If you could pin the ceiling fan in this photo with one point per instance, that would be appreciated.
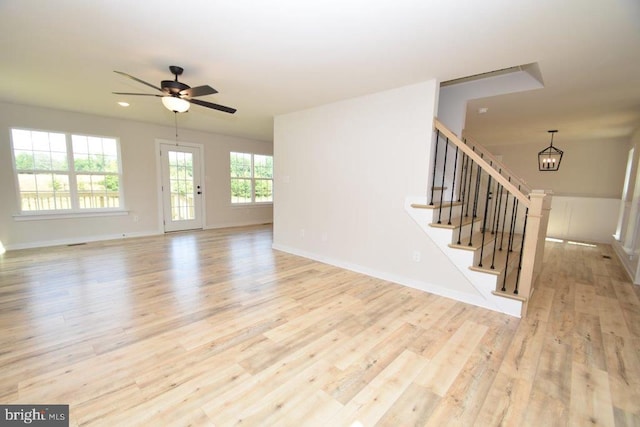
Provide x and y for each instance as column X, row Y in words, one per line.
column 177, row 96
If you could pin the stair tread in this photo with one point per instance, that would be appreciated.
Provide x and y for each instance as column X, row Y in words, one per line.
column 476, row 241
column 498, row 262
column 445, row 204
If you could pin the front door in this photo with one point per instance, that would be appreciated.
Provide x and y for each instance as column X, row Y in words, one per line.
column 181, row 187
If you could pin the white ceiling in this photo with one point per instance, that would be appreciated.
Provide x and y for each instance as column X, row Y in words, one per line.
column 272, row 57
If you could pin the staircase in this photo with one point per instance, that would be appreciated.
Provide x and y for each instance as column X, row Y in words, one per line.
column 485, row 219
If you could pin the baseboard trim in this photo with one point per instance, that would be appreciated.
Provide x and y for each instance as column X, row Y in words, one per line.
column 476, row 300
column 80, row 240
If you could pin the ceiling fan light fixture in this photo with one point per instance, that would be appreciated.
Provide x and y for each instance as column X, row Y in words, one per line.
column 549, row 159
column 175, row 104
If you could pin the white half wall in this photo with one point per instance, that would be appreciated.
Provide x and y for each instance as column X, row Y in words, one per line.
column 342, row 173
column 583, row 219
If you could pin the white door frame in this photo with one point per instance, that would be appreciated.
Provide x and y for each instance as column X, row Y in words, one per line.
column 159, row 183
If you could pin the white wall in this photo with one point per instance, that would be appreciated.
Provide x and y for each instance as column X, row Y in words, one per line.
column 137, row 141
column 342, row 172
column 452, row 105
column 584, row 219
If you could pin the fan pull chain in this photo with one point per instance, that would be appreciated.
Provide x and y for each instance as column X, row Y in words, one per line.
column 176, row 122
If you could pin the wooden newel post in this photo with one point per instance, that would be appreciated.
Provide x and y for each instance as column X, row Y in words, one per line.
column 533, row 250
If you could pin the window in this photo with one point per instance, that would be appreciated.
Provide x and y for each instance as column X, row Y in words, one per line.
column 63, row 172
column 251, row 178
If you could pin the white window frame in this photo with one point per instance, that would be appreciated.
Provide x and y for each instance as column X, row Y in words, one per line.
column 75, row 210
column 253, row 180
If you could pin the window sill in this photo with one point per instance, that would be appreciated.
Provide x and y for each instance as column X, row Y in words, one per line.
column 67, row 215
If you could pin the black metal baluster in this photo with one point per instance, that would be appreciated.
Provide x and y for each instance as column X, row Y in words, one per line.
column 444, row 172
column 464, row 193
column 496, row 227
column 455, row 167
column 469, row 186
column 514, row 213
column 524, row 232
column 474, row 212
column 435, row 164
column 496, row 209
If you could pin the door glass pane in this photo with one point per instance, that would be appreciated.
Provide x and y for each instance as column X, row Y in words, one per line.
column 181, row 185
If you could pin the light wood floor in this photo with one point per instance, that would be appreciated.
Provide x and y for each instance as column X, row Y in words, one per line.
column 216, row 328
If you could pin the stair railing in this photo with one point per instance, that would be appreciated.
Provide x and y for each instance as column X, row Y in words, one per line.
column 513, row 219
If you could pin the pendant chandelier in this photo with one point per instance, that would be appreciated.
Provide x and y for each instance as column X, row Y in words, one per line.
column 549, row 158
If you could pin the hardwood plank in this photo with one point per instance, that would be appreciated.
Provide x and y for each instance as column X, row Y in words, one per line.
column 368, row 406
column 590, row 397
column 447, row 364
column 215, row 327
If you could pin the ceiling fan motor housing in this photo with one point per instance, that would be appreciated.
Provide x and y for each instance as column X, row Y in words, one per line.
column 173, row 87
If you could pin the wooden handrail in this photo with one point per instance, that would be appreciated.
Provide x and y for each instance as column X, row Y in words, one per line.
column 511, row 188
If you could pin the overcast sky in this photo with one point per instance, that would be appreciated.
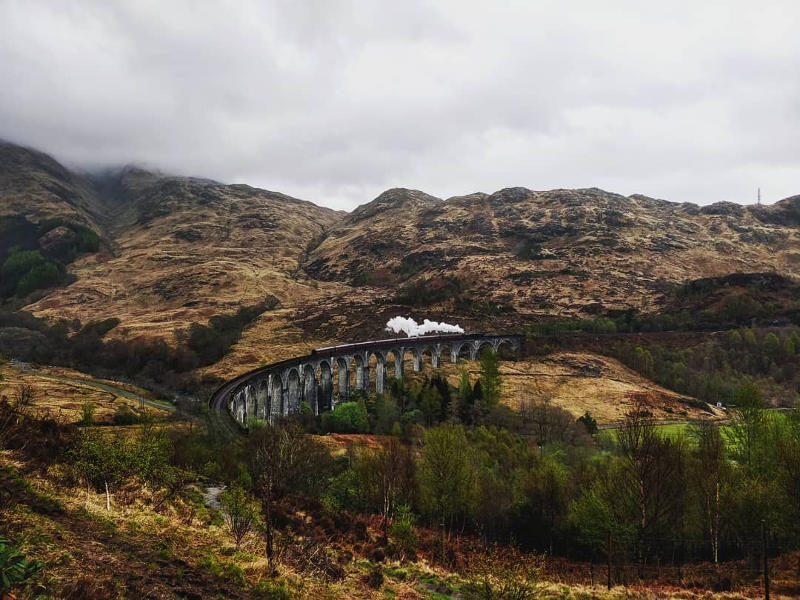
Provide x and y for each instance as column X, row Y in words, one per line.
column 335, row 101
= = =
**Your task**
Can you format every line of the records above as a Markdown table with the columns Row and Line, numbering each row and leaving out blank lines and the pictures?

**Answer to the problem**
| Row | Line |
|---|---|
| 1 | If you could pin the ceiling fan in this photo with one point per instance, that would be appreciated. |
| 2 | Provide x and y for each instance as column X, row Y in words, one per line. |
| 3 | column 177, row 96 |
| 4 | If you could pin the stair tread in this photo with one point per instance, that would be appreciated. |
| 5 | Provide x and y for each instance as column X, row Y in words, one per line. |
| 6 | column 476, row 241 |
| 7 | column 498, row 262 |
| 8 | column 445, row 204 |
| 9 | If you could pin the front door in this photo with one point per instance, that would be appreciated. |
| 10 | Provide x and y for each instance as column X, row Y in words, one per line. |
| 11 | column 181, row 187 |
| 12 | If you could pin the white ceiling in this photo with one point per instance, that would be appreciated. |
| 13 | Provide x and y for each instance as column X, row Y in words, one per line. |
| 14 | column 272, row 57 |
| 15 | If you could pin the staircase in this photo with one point per instance, that would be appreciated. |
| 16 | Provide x and y for each instance as column X, row Y in words, one per line. |
| 17 | column 485, row 219 |
| 18 | If you could pin the baseboard trim in this photo with one point per instance, that would be appreciated. |
| 19 | Provide x and y for each instance as column X, row Y in words, one per line. |
| 20 | column 476, row 300 |
| 21 | column 80, row 240 |
| 22 | If you could pin the ceiling fan light fixture in this photo with one point per instance, that would be appreciated. |
| 23 | Provide x and y for each instance as column X, row Y in words, one per line. |
| 24 | column 549, row 159 |
| 25 | column 175, row 104 |
| 26 | If you could pin the white half wall in this photo with one point per instance, that would be appreciated. |
| 27 | Provide x and y for each instance as column X, row Y in words, one per line. |
| 28 | column 342, row 173 |
| 29 | column 583, row 219 |
| 30 | If you could pin the white door frame in this photo with one point per instance, that would be appreciated. |
| 31 | Provide x and y for each instance as column X, row Y in words, one per line. |
| 32 | column 159, row 183 |
| 33 | If you could pin the white wall in this photo with one point per instance, that would be appreciated. |
| 34 | Provide x and y for each instance as column X, row Y in words, one per line. |
| 35 | column 137, row 141 |
| 36 | column 342, row 172 |
| 37 | column 452, row 105 |
| 38 | column 584, row 219 |
| 39 | If you could pin the fan pull chain in this photo with one point per instance, that would be appreciated. |
| 40 | Provide x and y for each instance as column X, row Y in words, one per line. |
| 41 | column 176, row 122 |
| 42 | If you could pin the wooden newel post in this photo with one point per instance, that would be appreciated. |
| 43 | Provide x and y for each instance as column X, row Y in words, one per line. |
| 44 | column 533, row 250 |
| 45 | If you could pin the window in this photo with one point per instance, that would be appreciated. |
| 46 | Provide x and y for each instance as column X, row Y in words, one per line. |
| 47 | column 63, row 172 |
| 48 | column 251, row 178 |
| 49 | If you could pin the white window frame in this photo with one point per instance, that would be appreciated. |
| 50 | Provide x and y for each instance as column X, row Y in words, one per line. |
| 51 | column 75, row 210 |
| 52 | column 253, row 180 |
| 53 | If you could pin the window sill in this photo with one point per instance, that would be appreciated. |
| 54 | Provide x and y for each instance as column X, row Y in words, one per line. |
| 55 | column 67, row 215 |
| 56 | If you could pin the black metal baluster in this photo with one point per instance, that would be appreciated. |
| 57 | Provide x and y for each instance as column X, row Y in words, one per line. |
| 58 | column 444, row 172 |
| 59 | column 464, row 193 |
| 60 | column 496, row 227 |
| 61 | column 455, row 167 |
| 62 | column 469, row 186 |
| 63 | column 514, row 213 |
| 64 | column 524, row 232 |
| 65 | column 474, row 212 |
| 66 | column 435, row 164 |
| 67 | column 496, row 209 |
| 68 | If you could pin the door glass pane in this photo with one point per instance, that would be appreciated. |
| 69 | Provide x and y for each instance as column X, row Y in words, one per line. |
| 70 | column 181, row 185 |
| 71 | If you could pin the light wood floor in this photo with one point per instance, that would be appreciated. |
| 72 | Provide x and y for each instance as column X, row Y in words, one per line. |
| 73 | column 216, row 328 |
| 74 | If you could pin the stair railing in this photo with one point per instance, that would be appreciated. |
| 75 | Provide x and y for each instance as column X, row Y in words, one per line. |
| 76 | column 513, row 219 |
| 77 | If you could pin the pendant chandelier in this photo with one point per instance, that would be appreciated. |
| 78 | Provide x and y for each instance as column X, row Y in words, one per line. |
| 79 | column 549, row 158 |
| 80 | If you could pin the hardwood plank in this photo with one point per instance, that would be appreciated. |
| 81 | Provide x and y for each instance as column X, row Y in words, one per line. |
| 82 | column 368, row 406 |
| 83 | column 590, row 397 |
| 84 | column 447, row 364 |
| 85 | column 215, row 327 |
| 86 | If you could pin the ceiling fan motor housing in this photo with one point per instance, that would be appreciated. |
| 87 | Provide x and y for each instance as column X, row Y in words, one per line. |
| 88 | column 173, row 87 |
| 89 | If you could pin the wooden handrail in this photo with one point per instance, that would be appreciated. |
| 90 | Provide x and y for each instance as column X, row Y in words, one per line. |
| 91 | column 511, row 188 |
| 92 | If you could pin the overcast sky in this photo with one point per instance, that would be appreciated. |
| 93 | Provide x and y for each instance as column X, row Y in words, one per line. |
| 94 | column 335, row 101 |